START Exercise materials

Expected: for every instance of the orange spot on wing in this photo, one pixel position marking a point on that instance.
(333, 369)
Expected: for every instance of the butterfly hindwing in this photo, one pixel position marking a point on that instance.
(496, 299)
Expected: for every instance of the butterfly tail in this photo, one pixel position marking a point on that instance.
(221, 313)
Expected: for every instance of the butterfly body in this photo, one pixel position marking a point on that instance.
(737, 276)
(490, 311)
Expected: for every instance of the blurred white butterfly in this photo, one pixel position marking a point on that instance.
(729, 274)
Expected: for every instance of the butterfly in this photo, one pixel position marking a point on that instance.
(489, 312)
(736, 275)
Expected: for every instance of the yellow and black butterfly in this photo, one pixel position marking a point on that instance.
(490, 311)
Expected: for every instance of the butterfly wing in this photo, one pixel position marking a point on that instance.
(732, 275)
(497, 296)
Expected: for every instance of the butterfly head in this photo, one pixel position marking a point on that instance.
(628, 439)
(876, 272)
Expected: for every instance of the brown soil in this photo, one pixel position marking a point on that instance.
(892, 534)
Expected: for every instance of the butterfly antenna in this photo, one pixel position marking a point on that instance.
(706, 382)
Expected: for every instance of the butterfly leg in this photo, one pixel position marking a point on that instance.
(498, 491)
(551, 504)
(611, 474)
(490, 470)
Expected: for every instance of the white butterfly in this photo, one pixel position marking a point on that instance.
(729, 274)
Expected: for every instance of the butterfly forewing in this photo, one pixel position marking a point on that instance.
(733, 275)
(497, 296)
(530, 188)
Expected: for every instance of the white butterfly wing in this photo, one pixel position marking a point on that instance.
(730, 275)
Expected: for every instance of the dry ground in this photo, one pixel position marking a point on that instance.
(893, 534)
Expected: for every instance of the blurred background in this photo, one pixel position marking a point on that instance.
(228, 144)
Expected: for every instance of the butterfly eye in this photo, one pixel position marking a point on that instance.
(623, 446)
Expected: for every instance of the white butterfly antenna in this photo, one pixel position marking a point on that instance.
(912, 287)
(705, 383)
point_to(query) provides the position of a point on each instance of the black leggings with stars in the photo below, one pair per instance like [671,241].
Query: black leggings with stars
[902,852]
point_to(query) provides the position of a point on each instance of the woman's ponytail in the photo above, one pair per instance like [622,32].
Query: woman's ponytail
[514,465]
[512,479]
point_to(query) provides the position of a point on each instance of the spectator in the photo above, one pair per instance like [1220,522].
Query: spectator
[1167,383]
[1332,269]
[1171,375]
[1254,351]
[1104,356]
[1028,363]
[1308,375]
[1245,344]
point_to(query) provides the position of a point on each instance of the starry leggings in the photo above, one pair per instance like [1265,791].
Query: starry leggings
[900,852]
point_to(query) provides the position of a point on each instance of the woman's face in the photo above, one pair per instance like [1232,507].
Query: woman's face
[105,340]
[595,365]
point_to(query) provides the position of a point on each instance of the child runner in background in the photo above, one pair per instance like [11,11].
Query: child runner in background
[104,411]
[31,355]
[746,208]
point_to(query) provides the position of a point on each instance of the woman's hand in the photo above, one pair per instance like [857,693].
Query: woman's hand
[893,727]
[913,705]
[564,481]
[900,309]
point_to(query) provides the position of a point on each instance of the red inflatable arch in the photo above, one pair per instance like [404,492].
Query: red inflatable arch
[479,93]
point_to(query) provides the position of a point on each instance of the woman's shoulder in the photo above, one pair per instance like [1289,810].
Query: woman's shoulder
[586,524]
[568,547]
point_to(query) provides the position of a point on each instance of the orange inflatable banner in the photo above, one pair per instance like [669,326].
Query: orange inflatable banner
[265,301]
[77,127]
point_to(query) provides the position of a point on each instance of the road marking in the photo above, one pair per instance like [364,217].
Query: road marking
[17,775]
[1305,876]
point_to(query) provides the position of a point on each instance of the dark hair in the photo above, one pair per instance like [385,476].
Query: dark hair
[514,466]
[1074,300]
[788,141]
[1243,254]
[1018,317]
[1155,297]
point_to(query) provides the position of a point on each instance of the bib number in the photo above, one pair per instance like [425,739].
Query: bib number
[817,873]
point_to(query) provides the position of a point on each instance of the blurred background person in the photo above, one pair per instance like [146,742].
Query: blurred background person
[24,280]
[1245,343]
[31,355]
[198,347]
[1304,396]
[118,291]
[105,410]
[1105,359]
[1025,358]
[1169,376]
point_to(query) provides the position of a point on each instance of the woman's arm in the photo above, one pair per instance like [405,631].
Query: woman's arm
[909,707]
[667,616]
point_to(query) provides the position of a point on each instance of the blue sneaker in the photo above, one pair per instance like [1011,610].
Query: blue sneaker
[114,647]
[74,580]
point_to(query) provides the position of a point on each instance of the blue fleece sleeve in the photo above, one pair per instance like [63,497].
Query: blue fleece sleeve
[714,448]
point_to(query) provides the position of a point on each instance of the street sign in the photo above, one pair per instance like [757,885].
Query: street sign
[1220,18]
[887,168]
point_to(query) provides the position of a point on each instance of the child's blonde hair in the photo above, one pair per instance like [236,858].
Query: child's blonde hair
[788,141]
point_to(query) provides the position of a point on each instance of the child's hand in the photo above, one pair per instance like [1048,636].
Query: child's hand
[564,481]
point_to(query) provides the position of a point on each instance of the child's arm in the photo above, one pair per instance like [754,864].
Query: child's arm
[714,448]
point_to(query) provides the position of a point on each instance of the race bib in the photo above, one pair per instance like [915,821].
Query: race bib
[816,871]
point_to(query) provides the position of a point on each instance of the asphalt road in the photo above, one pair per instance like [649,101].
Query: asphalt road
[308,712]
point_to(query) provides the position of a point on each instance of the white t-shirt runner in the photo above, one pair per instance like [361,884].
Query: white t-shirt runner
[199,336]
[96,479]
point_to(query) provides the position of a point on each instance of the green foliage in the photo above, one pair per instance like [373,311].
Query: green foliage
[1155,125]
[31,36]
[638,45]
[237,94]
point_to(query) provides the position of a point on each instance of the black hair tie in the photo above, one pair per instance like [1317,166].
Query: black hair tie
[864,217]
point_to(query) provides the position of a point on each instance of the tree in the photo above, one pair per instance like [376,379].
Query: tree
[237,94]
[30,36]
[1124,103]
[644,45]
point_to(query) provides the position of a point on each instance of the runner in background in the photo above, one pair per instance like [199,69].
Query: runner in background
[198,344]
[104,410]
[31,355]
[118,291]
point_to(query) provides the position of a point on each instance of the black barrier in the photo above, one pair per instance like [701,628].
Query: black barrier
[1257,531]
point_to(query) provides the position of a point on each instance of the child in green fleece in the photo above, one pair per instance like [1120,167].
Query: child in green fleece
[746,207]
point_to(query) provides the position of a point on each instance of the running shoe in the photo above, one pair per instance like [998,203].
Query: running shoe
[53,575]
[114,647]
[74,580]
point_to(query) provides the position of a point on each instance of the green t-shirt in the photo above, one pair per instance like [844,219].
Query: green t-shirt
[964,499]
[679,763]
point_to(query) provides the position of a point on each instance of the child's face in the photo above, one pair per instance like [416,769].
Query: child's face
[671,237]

END Exercise materials

● Exercise goal
Copy out all of the records shown above exactly.

● Solution
Expected: for every instance of the orange spot on wing in this photo, one pixel position marking a point on that instance.
(333, 369)
Expected: for every instance of the butterfly hindwing in this photo, one pixel position marking a point on that instance.
(496, 299)
Expected: for every instance of the butterfly tail in this photo, one pixel position marking a point on that instance.
(221, 313)
Expected: for every instance of the butterfly body in this photo, one pixel position marking a point on that instance.
(737, 276)
(490, 311)
Expected: for every instance of the blurred white butterfly in this photo, one pixel position marking a point on that instance.
(729, 274)
Expected: for every instance of the butterfly in this photo, one pixel position marking a point on that instance.
(489, 312)
(736, 275)
Expected: for every instance of the yellow and black butterfly in this photo, one pixel position marking a point on that instance.
(490, 311)
Expected: for every instance of the butterfly wing in this photo, one pixel position marking a point on that instance.
(732, 275)
(497, 296)
Expected: for every instance of the butterfly head in this photo, one pixel position marking a point on that instance.
(628, 439)
(876, 272)
Expected: for every instance of the brown soil in this photo, one pixel position marking a point on that instance.
(892, 534)
Expected: for every instance of the butterfly antenna in this photo, one pixel position marking a point on that instance.
(706, 382)
Expected: for every instance of the butterfly leg in this photo, one pixel position marking a point on that instance.
(498, 491)
(551, 504)
(611, 474)
(490, 470)
Expected: for every instance of the white butterfly in this photo, one pixel position marking a point on that instance.
(729, 274)
Expected: for every instance of the butterfly forewing in this photo, one pixel position marking a point on that instance.
(733, 275)
(497, 296)
(530, 188)
Expected: for every instance of the white butterfly wing in this photo, one pixel position marking a point on that instance.
(730, 275)
Expected: for every instance of the dry ground in this photo, one pixel position marking a point on that instance.
(893, 534)
Expected: for every instance of the blurred background in this photo, one pixel position marking a point on that instance.
(228, 144)
Expected: for every instance of the butterfly eye in this photo, one pixel position marking a point on that instance.
(623, 446)
Expected: for every instance of the white butterfly antenna in this photo, one pixel position marking a point on that instance.
(912, 287)
(705, 383)
point_to(query) provides the position of a point on each instance of the black leggings with stars in the photo below, one pair per instance like [671,241].
Query: black leggings with stars
[902,852]
point_to(query) provides the position of a point on each instance of the woman's ponytail in the photo above, one pair per instance like [622,32].
Query: woman's ponytail
[514,465]
[512,479]
point_to(query) provides the position of a point on each instance of the spectator in the photo above, one pair per instance like [1220,522].
Query: spectator
[1167,383]
[1332,269]
[1171,375]
[1254,351]
[1104,356]
[1028,363]
[1308,375]
[1245,344]
point_to(query) provides the position of a point on each instance of the starry leggings in the photo above, one pair per instance like [1265,791].
Query: starry leggings
[900,852]
point_to(query) provides the position of a point on each instance of the woman's face in the photo above, one pair per instance like [1232,507].
Query: woman's face
[105,340]
[595,365]
point_to(query) provides the position of a point on each instance of the child runner in background in the photo above, one pair per instance like [11,11].
Query: child runner in background
[104,411]
[31,355]
[746,208]
point_to(query) provides the position of a point on each instance of the woman's hand in the photo above, one pair per instance like [857,693].
Query: woman's hand
[893,727]
[913,705]
[564,481]
[900,309]
point_to(query) provides the position of a point on each instance of the red inflatable arch in the photo above, one pair per instance like [404,492].
Query: red inflatable arch
[479,93]
point_to(query) provides the position of a point on each instance of the woman's shoulder in the photo above, one pair per instance like [1289,810].
Query: woman's shoulder
[586,524]
[568,547]
point_to(query) provides the position of a point on each instance of the orange inflatable banner in the photo above, one pair per instance like [669,326].
Query: orange inflatable banner
[265,301]
[77,127]
point_to(query) provides the position of a point on each instance of the road marking in the photo above, one pair per instance like [364,217].
Query: road marking
[17,775]
[1305,876]
point_to(query) provides the position of a point on each instance of the dark hair in the photo above, one pair per instance like [385,476].
Query: dark hair
[514,466]
[1074,300]
[788,141]
[1243,254]
[1018,317]
[1155,297]
point_to(query) provides the position of a point on each instance of the bib number in the photo above, one pair per instance like [425,739].
Query: bib number
[817,873]
point_to(query) provides the position of a point on each instance of the blurred background person in the photo above, one pair per instance like [146,742].
Query: blurred background person
[24,280]
[1245,343]
[31,355]
[198,347]
[1304,396]
[118,291]
[105,410]
[1105,359]
[1025,358]
[1169,376]
point_to(query) provides the position of a point on each instance of the woman's arm in the photo above, one pair per instance like [405,631].
Query: woman's arm
[909,707]
[667,616]
point_to(query) provides the position of a point on each instance of the blue sneaker in the photo above, one pair per instance like [1011,610].
Query: blue sneaker
[114,647]
[74,580]
point_to(query) provides the position of a point on each instance of the blue fleece sleeve in the photo above, one pair per instance like [63,497].
Query: blue fleece sleeve
[714,448]
point_to(query) provides the position of a point on each instance of the street sign in the photo above, one pair per instance like [757,885].
Query: street sign
[1220,18]
[887,168]
point_to(query) provides the position of a point on each instance of the child's blonde hair in the photo above, one pair per instance like [236,858].
Query: child's blonde hair
[788,141]
point_to(query) provides the position of a point on each instance of the child's hand in the photo above, one pair per instance like [1048,636].
Query: child's hand
[564,481]
point_to(query) provides the position of a point on each instance of the child's arm in the photo above, one pair per instance like [754,864].
Query: child's arm
[714,448]
point_to(query) provides the position of a point on each instance of the race bib in the photo above, one pair per instance like [915,821].
Query: race bib
[816,871]
point_to(query) provides the position of a point on each instance of the asphalt road in the photo above, one pair per instance like [649,101].
Query: asphalt road
[308,712]
point_to(query) provides the position of a point on each instance of the white t-shirt runner in the photo above, one pair per instance like [361,884].
Query: white t-shirt runner
[199,336]
[96,479]
point_to(query) provides the position of a point on each instance of the green foliage in the photo above, one pair per instance like [373,311].
Query: green foliage
[1155,125]
[31,36]
[638,45]
[237,94]
point_to(query) provides the position of a point on each instance of the black hair tie in the photo above, one pair per instance like [1317,166].
Query: black hair tie
[864,217]
point_to(query) provides the position of a point on each instance of the tree in the photo above, one pair per instance like [376,379].
Query: tree
[237,94]
[30,36]
[1124,103]
[644,45]
point_to(query) provides the position of a point on each instance of the runner in background in the photo above, one pair per instance like [199,69].
Query: runner in background
[198,344]
[104,410]
[31,355]
[118,291]
point_to(query) provides the position of a point on each instance of the black barrier in the photo above, one pair per instance like [701,628].
Query: black barrier
[1257,531]
point_to(query) provides the position of a point on each instance of the child in green fleece in the photo above, one pair per instance like [1120,167].
Query: child in green fleece
[746,207]
point_to(query) provides the position of a point on each instance of the running shoe in the photo above, one pair per instance like [998,203].
Query: running shoe
[53,575]
[114,647]
[74,580]
point_to(query) provides the position of a point on each instance of the green t-shirt in the photo above, one pair per instance like [844,219].
Query: green t-shirt
[964,499]
[679,763]
point_to(query) provides the position of a point on each instance of the child's face in the photo above, one pair per instance like [416,769].
Query: child's face
[671,237]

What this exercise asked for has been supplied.